WHAT YOU HAVE TO DO: Please write out all of the lines below again, requests included, and raise every coordinate in the answers by 139 while keeping the format samples in the requests unchanged. Omit the pictures from your answer.

(Point labels for objects)
==========
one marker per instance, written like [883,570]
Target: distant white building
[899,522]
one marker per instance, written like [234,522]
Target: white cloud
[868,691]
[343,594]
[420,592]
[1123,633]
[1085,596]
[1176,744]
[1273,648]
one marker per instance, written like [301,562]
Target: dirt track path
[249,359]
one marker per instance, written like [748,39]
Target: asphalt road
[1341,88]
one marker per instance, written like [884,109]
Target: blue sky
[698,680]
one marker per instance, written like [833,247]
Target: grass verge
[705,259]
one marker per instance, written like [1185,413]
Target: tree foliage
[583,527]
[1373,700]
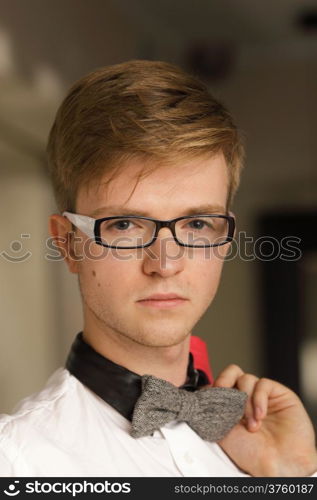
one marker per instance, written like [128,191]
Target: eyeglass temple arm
==========
WORKED SOLUTION:
one marker per instance, written like [883,570]
Target: distant white building
[1038,661]
one marker per instance, written like [234,522]
Target: white cloud
[1007,830]
[482,733]
[559,731]
[1262,772]
[1224,735]
[1315,883]
[1412,787]
one marker per instance, written like [301,562]
Target: dirt track path
[388,498]
one marker per instance, written like [748,39]
Target: asphalt road
[1480,227]
one marker per instance, written like [884,109]
Target: blue sky
[837,819]
one marker per instance, written like [833,247]
Target: grass verge
[844,398]
one marker per instance, written like [1185,413]
Target: tree foliage
[722,666]
[1512,839]
one marker per instance, written like [128,191]
Target: eyeglass temple arm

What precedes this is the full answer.